Required tasks —
a) Transcribe the commentary on the U.S. dollar word for word, starting with "The tremors began" and going on through "current UK government.".
b) Write the next part of the commentary on the U.S. dollar, picking up right after its final sentence.

Given passage —
The tremors began in Beijing, where a essay from the governor of the People's
Bank of China seemed to favor the creation of an IMF currency to replace the
U.S. dollar as the world's reserve. In Europe, the rotating president of the
European Union, outgoing Czech Prime Minister Mirek Topolanek, characterized
America's plan to combat the widening global recession as the "road to hell." At
same time, British Member of the European Parliament Daniel Hannan made headlines
the world over with his stinging rebuke of the inflationary and debt-focused
policies of the current UK government.
As a result of these clearly voiced frustrations, the U.S. dollar suffered
a drubbing. However, Treasury secretary Geithner and his ministerial counterparts
in Berlin, Paris and London did their best to convince everyone that the world
is pulling together as one to combat the economic crisis. The charm offensive
was effective in restoring calm.
Given the size and scope of the remedies that the Obama Administration is
cajoling the world to adopt, it is likely that the unease will grow until many
countries emerge in open revolt to America's plans.

Listed records —
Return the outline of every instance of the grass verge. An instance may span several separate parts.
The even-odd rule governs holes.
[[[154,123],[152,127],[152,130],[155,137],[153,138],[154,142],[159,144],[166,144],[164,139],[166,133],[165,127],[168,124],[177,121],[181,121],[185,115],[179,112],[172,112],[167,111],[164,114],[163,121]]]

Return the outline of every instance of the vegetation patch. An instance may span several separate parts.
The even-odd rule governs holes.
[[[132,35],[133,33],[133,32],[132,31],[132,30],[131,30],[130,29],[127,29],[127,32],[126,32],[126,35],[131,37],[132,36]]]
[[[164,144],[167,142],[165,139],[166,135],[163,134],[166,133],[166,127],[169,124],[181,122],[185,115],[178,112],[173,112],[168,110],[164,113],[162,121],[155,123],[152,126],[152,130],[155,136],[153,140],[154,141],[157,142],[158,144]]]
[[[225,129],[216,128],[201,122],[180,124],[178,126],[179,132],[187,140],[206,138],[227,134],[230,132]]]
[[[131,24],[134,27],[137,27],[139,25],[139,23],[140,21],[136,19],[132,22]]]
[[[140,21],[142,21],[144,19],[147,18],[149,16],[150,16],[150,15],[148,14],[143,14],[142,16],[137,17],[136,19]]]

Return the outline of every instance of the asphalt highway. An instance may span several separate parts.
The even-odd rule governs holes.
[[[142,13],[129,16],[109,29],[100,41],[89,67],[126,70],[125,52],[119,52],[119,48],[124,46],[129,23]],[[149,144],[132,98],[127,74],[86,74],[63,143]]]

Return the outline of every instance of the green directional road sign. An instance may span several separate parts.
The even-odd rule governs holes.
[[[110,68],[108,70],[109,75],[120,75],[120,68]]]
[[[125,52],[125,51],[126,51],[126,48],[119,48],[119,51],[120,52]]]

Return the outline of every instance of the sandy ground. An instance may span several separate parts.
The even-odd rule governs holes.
==
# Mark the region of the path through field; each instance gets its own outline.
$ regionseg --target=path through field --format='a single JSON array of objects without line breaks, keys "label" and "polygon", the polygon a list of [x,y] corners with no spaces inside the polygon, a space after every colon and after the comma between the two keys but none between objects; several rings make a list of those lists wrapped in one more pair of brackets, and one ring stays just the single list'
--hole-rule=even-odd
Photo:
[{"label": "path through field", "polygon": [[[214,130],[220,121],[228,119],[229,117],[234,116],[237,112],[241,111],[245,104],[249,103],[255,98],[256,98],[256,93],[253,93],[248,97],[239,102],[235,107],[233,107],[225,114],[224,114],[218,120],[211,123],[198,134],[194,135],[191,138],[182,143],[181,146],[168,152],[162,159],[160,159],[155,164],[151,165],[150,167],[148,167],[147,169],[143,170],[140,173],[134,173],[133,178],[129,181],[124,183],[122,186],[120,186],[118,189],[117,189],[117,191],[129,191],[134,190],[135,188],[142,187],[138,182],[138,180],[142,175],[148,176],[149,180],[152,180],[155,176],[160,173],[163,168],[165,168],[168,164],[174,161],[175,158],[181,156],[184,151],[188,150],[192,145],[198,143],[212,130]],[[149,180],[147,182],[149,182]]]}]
---
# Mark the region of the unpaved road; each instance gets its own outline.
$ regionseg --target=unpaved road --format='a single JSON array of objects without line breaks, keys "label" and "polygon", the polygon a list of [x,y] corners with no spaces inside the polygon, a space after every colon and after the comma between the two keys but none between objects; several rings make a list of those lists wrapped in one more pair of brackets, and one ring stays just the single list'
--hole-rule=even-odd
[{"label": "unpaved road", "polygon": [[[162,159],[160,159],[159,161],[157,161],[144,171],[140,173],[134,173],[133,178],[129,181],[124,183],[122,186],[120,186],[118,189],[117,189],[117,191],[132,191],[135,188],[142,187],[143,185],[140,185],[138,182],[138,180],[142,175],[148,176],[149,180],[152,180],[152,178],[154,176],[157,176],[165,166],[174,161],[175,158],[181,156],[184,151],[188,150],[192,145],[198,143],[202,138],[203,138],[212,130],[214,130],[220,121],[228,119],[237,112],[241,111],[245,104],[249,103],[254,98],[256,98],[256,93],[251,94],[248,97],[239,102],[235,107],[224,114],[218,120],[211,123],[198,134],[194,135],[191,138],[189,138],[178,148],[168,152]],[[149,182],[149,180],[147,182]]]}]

Responses per task —
a)
The tremors began in Beijing, where a essay from the governor of the People's
Bank of China seemed to favor the creation of an IMF currency to replace the
U.S. dollar as the world's reserve. In Europe, the rotating president of the
European Union, outgoing Czech Prime Minister Mirek Topolanek, characterized
America's plan to combat the widening global recession as the "road to hell." At
same time, British Member of the European Parliament Daniel Hannan made headlines
the world over with his stinging rebuke of the inflationary and debt-focused
policies of the current UK government.

b)
President Obama and the majority of our leadership on both sides of the aisle
are confident that the right mix of monetary and fiscal policy can restart
the spending party that defined America for a generation. And as the bleary-eyed
revelers wisely reach for a cup of black coffee or stumble into a rehab center,
Obama is pouring grain alcohol into the punch bowl hoping to lure the walking
zombies back onto the dance floor. Europe and Asia fully understand that Obama
will ask them to lend the booze.
Washington is telling us that our problems result from a lack of consumer
spending. Therefore, the solution is for government spending to pick up the
slack. However, if Americans are too broke to spend, then how can our government
spend for us? The only money they have is taken from us through taxation. To
postpone immediate tax hikes (adding interest for good measure), Washington
plans to borrow more from abroad. However, if our foreign creditors refuse
to pony up, much of the money will simply be printed instead.
Printing money is merely taxation in another form. Rather than robbing citizens
of their money, government robs their money of its purchasing power. Many people
assume that if government provides the funds we can spend our way back to prosperity.
However, it's not money we lack but production. If the government simply prints
money and doles it out, we will not be able to buy more stuff; we will simply
pay higher prices. The only way to buy more is to produce more. It is production
that creates purchasing power, not the printing press!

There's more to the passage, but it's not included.